▶ [WHAT IS NEEDED]
Copy the passage from the Suzanne Cloud biography from "In the mid-1970s, Cloud" up to and including "It, in 1986.", word for word.

▶ [PAGE EXTRACT]
Suzanne Cloud (born September 7, 1951) is an American jazz singer, writer, and teacher.

Biography
Born in Philadelphia, Cloud grew up in a musical family in Pennsauken Township, New Jersey. Her father played ukulele and banjo, and her mother sang. Cloud studied piano and sang in musicals while a student at Pennsauken High School. After graduating from high school, she attended nursing school at Methodist Hospital in Philadelphia. She appeared in regional productions of The Pajama Game and Bell, Book, and Candle. She received a bachelor's degree from Rutgers University–Camden and a master's and doctorate from the University of Pennsylvania.

In the mid-1970s, Cloud was hired as the lead singer for the disco band Autumn. She recorded jingles for banks, retail stores, and other businesses, including "Come Fly with Me" for the Playboy Casino in Atlantic City, New Jersey. In 1980 she concentrated more on jazz while writing with producer and arranger Richie Rome. In 1982, she began working with pianist Eddie Green, singing jazz in hotels in Philadelphia, casinos in Atlantic City, and in neighborhood jazz clubs. Encounter Records released her debut album, I Like It, in 1986.

Cloud has been the director of the Philadelphia Jazz Legacy Project, an archival initiative, and was the founding executive director of Jazz Bridge, an organization incorporated in 2005 with a friend, jazz singer Wendy Simon, to help local jazz and blues musicians in crisis. She began Last Call at the Downbeat for PIFA 2016 with a new composition by saxophonist Bobby Zankel and his Warriors of the Wonderful Sound jazz orchestra with the students of Grover Washington Jr. Middle School, which was performed at the Kimmel Center.

Cloud is the editor of The Real Philadelphia Book, 2nd edition with over 300 jazz and blues compositions by Philadelphia musicians. She wrote a musical about Dizzy Gillespie's early years in Philadelphia for the Philadelphia International Festival of the Arts in 2014.

▶ [EXERCISE DATA]
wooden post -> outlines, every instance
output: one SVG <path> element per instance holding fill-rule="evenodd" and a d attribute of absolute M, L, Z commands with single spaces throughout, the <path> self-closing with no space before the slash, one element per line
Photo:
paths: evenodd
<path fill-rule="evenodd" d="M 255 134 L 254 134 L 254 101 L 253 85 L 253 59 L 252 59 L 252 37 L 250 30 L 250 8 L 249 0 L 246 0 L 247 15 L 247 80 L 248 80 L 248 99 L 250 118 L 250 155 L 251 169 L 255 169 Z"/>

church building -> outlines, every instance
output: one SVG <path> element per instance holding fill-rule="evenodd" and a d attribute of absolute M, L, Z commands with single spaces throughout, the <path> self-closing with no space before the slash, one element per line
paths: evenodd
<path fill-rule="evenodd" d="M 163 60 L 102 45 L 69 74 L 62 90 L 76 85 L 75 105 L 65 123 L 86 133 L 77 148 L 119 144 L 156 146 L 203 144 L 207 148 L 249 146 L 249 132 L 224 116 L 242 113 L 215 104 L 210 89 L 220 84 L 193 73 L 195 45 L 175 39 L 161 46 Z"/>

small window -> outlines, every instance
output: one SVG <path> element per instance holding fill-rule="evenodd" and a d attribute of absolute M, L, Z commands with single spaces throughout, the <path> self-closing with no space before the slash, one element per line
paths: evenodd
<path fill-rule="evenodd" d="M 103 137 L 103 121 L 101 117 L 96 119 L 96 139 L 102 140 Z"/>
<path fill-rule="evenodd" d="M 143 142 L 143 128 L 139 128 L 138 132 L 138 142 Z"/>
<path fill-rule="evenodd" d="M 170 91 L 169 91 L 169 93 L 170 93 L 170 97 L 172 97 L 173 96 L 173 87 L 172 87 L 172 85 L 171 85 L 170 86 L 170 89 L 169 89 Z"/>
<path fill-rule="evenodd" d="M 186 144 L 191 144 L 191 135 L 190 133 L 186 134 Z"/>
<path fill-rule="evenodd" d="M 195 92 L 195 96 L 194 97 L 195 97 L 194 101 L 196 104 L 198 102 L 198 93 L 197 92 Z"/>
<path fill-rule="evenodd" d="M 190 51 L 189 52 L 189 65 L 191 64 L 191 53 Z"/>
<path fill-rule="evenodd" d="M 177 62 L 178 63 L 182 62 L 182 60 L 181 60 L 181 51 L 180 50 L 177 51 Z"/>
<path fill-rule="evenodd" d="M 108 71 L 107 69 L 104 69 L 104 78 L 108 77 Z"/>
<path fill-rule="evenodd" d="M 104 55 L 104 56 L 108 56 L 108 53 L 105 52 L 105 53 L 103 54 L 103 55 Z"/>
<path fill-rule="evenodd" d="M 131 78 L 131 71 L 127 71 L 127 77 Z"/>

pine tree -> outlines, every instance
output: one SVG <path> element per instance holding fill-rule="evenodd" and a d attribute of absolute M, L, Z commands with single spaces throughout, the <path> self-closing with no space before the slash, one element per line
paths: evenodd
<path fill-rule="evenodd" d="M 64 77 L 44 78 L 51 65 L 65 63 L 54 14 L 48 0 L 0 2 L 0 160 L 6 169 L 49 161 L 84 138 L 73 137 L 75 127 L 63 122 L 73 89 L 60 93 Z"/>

▶ [ANSWER TO THE EXERCISE]
In the mid-1970s, Cloud was hired as the lead singer for the disco band Autumn. She recorded jingles for banks, retail stores, and other businesses, including "Come Fly with Me" for the Playboy Casino in Atlantic City, New Jersey. In 1980 she concentrated more on jazz while writing with producer and arranger Richie Rome. In 1982, she began working with pianist Eddie Green, singing jazz in hotels in Philadelphia, casinos in Atlantic City, and in neighborhood jazz clubs. Encounter Records released her debut album, I Like It, in 1986.